Copy out the lines below word for word, omitting the pictures.

Extracted records
+ + + +
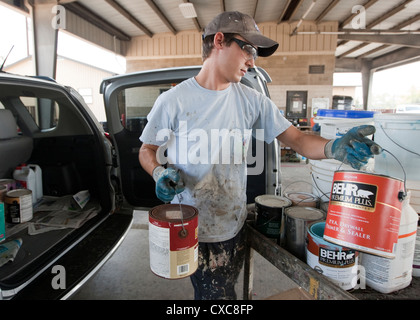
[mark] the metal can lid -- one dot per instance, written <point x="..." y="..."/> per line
<point x="18" y="193"/>
<point x="273" y="201"/>
<point x="172" y="212"/>
<point x="306" y="213"/>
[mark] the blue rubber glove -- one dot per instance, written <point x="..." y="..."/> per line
<point x="168" y="183"/>
<point x="353" y="148"/>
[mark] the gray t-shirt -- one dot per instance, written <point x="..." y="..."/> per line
<point x="206" y="134"/>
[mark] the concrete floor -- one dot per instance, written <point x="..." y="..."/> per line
<point x="127" y="276"/>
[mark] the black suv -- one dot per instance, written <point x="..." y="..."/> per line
<point x="56" y="131"/>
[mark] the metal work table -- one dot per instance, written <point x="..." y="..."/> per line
<point x="316" y="284"/>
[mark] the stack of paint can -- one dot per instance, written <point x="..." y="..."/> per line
<point x="370" y="213"/>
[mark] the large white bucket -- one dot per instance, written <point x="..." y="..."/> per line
<point x="399" y="134"/>
<point x="335" y="123"/>
<point x="414" y="188"/>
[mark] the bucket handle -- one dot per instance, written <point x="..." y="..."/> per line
<point x="284" y="190"/>
<point x="402" y="194"/>
<point x="417" y="154"/>
<point x="318" y="189"/>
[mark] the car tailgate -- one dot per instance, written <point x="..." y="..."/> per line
<point x="80" y="262"/>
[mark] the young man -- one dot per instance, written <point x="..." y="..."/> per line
<point x="194" y="115"/>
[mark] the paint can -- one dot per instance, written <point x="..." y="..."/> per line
<point x="2" y="222"/>
<point x="3" y="190"/>
<point x="9" y="183"/>
<point x="364" y="212"/>
<point x="270" y="213"/>
<point x="297" y="220"/>
<point x="303" y="199"/>
<point x="173" y="240"/>
<point x="337" y="263"/>
<point x="19" y="205"/>
<point x="389" y="275"/>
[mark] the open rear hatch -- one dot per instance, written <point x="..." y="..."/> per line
<point x="74" y="155"/>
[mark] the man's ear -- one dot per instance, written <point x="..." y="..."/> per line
<point x="219" y="38"/>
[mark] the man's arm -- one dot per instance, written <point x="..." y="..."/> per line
<point x="308" y="145"/>
<point x="147" y="157"/>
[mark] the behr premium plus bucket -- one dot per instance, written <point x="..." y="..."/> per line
<point x="173" y="240"/>
<point x="364" y="212"/>
<point x="335" y="262"/>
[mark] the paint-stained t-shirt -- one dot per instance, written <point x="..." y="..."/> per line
<point x="206" y="134"/>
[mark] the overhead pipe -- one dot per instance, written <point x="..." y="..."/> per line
<point x="294" y="32"/>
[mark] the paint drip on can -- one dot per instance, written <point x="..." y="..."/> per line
<point x="173" y="240"/>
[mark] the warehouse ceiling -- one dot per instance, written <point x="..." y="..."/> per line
<point x="387" y="32"/>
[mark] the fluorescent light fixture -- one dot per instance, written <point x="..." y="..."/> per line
<point x="187" y="10"/>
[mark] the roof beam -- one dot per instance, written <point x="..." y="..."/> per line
<point x="195" y="20"/>
<point x="331" y="6"/>
<point x="97" y="21"/>
<point x="129" y="16"/>
<point x="162" y="17"/>
<point x="396" y="58"/>
<point x="388" y="14"/>
<point x="283" y="13"/>
<point x="407" y="40"/>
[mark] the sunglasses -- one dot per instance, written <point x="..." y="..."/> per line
<point x="249" y="49"/>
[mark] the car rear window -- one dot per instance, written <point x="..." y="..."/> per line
<point x="135" y="103"/>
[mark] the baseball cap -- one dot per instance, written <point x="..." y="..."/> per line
<point x="245" y="26"/>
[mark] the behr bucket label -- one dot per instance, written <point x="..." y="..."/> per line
<point x="354" y="195"/>
<point x="364" y="212"/>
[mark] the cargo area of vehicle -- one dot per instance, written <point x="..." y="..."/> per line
<point x="69" y="165"/>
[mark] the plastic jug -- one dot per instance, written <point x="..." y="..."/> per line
<point x="25" y="179"/>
+ + + +
* **Solution below**:
[mark] the metal can lid -- one dot per instance, written <point x="..." y="..."/> per line
<point x="18" y="193"/>
<point x="273" y="201"/>
<point x="172" y="212"/>
<point x="306" y="213"/>
[mark] the blue rubber glove -- one dot per instance, written <point x="..." y="..."/> per line
<point x="168" y="183"/>
<point x="353" y="148"/>
[mark] the gray t-shirt -- one dot per instance, written <point x="..." y="..."/> per line
<point x="206" y="134"/>
[mark] the concrete floor -- one dot per instance, written <point x="..." y="..."/> per line
<point x="127" y="276"/>
[mark] the black suv -- one dot per instance, written <point x="..." y="..."/> per line
<point x="56" y="131"/>
[mark] the metal work table -- one dot per instance, written <point x="..." y="..."/> per line
<point x="316" y="284"/>
[mark] the stack of paint can -- one dot per instance, written <point x="..." y="..."/> per line
<point x="370" y="213"/>
[mark] the large white bucket -- one dot per instance, written <point x="..." y="..."/> per line
<point x="399" y="134"/>
<point x="335" y="123"/>
<point x="414" y="188"/>
[mark] the bucket handle -- one dot per instance, written <point x="..." y="..."/> per line
<point x="284" y="190"/>
<point x="402" y="194"/>
<point x="417" y="154"/>
<point x="318" y="189"/>
[mark] the car tailgate -- one dot per instance, written <point x="..." y="..."/> per line
<point x="80" y="262"/>
[mark] the young man -- one dot per instance, written <point x="..." y="..."/> per line
<point x="194" y="115"/>
[mark] the paint can -- one dot per instance, written <point x="..." y="..."/> per line
<point x="2" y="222"/>
<point x="3" y="190"/>
<point x="9" y="183"/>
<point x="364" y="212"/>
<point x="270" y="213"/>
<point x="297" y="220"/>
<point x="303" y="199"/>
<point x="173" y="240"/>
<point x="337" y="263"/>
<point x="19" y="205"/>
<point x="389" y="275"/>
[mark] the open rear hatch -- one dot per instance, written <point x="..." y="..."/> per line
<point x="74" y="155"/>
[mark] the man's ear -- one dot per instance, written <point x="..." y="..."/> per line
<point x="219" y="38"/>
[mark] the man's arm -- one dot per instance, written <point x="..." y="..."/> per line
<point x="308" y="145"/>
<point x="147" y="157"/>
[mark] the behr premium plus bucket -- one dot per instance, written <point x="..." y="..."/> per line
<point x="173" y="240"/>
<point x="364" y="212"/>
<point x="335" y="262"/>
[mark] the paint-stained t-shirt -- one dot per instance, written <point x="..." y="..."/> per line
<point x="206" y="134"/>
[mark] the overhead pipe -- one dot per instance, written <point x="..." y="..."/> per line
<point x="294" y="32"/>
[mark] the paint drip on can -- one dot per instance, written <point x="..." y="..."/> per line
<point x="173" y="240"/>
[mark] the warehouse ceiling -- one dot per instance, written <point x="..." y="..."/> per line
<point x="387" y="32"/>
[mark] the fluorescent light fixture -- one dot per instance, written <point x="..." y="..."/> per line
<point x="187" y="10"/>
[mark] the roof beam -- one dot per instance, written <point x="..." y="..."/> per line
<point x="195" y="20"/>
<point x="331" y="6"/>
<point x="97" y="21"/>
<point x="129" y="16"/>
<point x="162" y="17"/>
<point x="396" y="58"/>
<point x="388" y="14"/>
<point x="283" y="13"/>
<point x="407" y="40"/>
[mark] the sunglasses -- one dot per instance, written <point x="..." y="..."/> per line
<point x="249" y="49"/>
[mark] the car rear window -- one dot per instance, written <point x="..." y="..."/> per line
<point x="135" y="103"/>
[mark] the baseball cap -- one dot per instance, written <point x="..." y="..."/> per line
<point x="245" y="26"/>
[mark] the behr bucket label -- one dot per instance, written <point x="..." y="..."/> per line
<point x="354" y="195"/>
<point x="364" y="212"/>
[mark] the cargo area of vehicle -- one dot per instance, written <point x="..." y="..."/> per line
<point x="69" y="165"/>
[mark] the plastic jug -- one dot per instance, written <point x="..." y="..."/> per line
<point x="25" y="179"/>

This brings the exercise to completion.